=== TASK DATA ===

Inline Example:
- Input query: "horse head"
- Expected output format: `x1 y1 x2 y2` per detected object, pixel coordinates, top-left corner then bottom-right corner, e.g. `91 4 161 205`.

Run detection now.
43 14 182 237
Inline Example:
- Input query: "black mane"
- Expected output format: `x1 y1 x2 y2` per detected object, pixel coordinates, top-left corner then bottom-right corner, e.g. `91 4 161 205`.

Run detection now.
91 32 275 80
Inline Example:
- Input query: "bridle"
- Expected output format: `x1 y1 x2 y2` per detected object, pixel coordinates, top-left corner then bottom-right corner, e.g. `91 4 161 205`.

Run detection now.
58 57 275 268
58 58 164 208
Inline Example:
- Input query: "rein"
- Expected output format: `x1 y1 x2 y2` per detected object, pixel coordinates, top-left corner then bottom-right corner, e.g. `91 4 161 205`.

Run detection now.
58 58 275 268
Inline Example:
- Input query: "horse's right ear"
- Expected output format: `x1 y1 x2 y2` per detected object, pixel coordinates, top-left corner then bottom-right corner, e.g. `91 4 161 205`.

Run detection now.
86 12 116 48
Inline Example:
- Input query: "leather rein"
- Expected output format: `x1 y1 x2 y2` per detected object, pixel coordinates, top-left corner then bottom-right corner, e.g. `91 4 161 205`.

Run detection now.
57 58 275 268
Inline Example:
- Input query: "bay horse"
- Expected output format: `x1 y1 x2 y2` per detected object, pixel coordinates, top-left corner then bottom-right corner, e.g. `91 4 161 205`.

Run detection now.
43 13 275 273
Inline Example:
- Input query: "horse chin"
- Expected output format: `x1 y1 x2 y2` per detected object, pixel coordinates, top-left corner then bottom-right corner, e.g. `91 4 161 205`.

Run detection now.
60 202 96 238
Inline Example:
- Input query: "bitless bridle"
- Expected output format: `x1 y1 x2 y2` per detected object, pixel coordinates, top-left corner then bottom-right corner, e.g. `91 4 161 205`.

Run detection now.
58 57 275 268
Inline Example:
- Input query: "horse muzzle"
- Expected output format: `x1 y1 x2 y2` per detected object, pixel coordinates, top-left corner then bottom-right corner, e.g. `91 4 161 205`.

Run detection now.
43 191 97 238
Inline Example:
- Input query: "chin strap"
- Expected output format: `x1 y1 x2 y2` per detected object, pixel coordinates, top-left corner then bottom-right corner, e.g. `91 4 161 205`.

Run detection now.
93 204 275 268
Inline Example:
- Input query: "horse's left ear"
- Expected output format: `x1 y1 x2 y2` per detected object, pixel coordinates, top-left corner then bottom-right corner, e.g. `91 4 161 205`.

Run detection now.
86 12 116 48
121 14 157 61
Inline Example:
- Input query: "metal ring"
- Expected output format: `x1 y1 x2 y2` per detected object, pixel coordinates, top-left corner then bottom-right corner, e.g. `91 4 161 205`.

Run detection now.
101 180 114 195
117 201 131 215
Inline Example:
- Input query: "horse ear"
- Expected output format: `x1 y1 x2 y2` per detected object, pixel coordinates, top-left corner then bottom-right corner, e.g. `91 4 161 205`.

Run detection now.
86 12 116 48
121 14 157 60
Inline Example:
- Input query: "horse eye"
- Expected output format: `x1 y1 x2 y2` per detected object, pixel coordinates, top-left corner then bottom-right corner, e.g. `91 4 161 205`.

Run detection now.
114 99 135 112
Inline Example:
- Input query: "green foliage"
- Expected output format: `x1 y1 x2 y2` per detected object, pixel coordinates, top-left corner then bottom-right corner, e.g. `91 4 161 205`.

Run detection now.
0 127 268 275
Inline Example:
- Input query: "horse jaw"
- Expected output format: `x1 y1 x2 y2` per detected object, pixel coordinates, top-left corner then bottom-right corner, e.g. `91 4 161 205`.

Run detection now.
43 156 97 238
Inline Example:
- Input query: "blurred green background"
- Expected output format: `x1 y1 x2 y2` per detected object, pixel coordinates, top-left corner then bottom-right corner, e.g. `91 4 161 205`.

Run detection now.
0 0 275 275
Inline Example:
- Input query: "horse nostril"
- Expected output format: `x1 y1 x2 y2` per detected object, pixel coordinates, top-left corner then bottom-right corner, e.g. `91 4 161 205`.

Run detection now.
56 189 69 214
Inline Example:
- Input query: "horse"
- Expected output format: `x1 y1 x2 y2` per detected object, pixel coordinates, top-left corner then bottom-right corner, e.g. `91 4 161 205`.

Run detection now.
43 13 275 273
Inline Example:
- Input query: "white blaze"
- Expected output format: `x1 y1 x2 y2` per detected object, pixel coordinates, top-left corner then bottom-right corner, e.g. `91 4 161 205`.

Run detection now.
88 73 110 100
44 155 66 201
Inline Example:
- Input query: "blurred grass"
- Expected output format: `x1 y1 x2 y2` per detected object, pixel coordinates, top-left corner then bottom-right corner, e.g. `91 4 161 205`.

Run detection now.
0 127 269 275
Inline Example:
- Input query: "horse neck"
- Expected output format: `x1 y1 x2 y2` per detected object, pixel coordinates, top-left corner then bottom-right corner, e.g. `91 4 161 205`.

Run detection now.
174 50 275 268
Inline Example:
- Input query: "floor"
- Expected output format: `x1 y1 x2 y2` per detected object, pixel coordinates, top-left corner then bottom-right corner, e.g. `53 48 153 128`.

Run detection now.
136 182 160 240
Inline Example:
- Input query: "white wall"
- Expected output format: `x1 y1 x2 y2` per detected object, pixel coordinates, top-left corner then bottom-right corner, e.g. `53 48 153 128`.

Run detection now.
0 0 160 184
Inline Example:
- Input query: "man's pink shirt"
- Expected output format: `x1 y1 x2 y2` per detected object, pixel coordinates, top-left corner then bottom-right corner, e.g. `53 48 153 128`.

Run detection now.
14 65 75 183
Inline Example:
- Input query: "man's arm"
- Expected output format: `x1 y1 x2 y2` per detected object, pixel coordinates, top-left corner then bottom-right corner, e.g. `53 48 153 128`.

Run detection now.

===

PROMPT
Copy out the data word for word, from its first line through the line containing "60 202 96 238", including that line.

SOLUTION
Inline Example:
- Input query: "horse head"
- Expected output format: `x1 y1 x2 y2` per detected object, pixel coordinates, top-left corner then bottom-right corner, e.g. `91 4 161 205`.

Run detection now.
43 14 182 237
Inline Example:
- Input query: "black mane"
- Expected output format: `x1 y1 x2 y2` per detected object, pixel coordinates, top-left corner then bottom-right corner, e.g. `91 4 161 205`.

Run detection now.
91 32 275 80
Inline Example:
- Input query: "bridle"
- Expected output format: `x1 y1 x2 y2` per detected object, pixel coordinates, top-left corner then bottom-right corner, e.g. `91 4 161 205`.

Run detection now.
58 57 275 268
58 58 164 208
Inline Example:
- Input query: "rein"
- Expected output format: `x1 y1 x2 y2` per detected object, pixel coordinates, top-left corner then bottom-right corner, e.g. `91 4 161 205`.

Run detection now.
58 58 275 268
Inline Example:
- Input query: "horse's right ear"
- Expected output format: `x1 y1 x2 y2` per detected object, pixel coordinates, top-left corner then bottom-right corner, e.g. `91 4 161 205`.

Run detection now.
86 12 116 48
Inline Example:
- Input query: "leather rein"
- Expected output format: `x1 y1 x2 y2` per detected object, pixel coordinates, top-left corner then bottom-right corner, e.g. `91 4 161 205`.

Run detection now.
57 58 275 268
Inline Example:
- Input query: "bay horse"
- Expected output format: `x1 y1 x2 y2` per detected object, pixel coordinates, top-left corner then bottom-right corner, e.g. `91 4 161 205`.

Run detection now.
43 13 275 273
Inline Example:
- Input query: "horse chin"
- Expected output format: `x1 y1 x2 y2` per detected object, pixel coordinates, top-left corner then bottom-right corner, e.g. `91 4 161 205`.

Run detection now.
60 202 96 238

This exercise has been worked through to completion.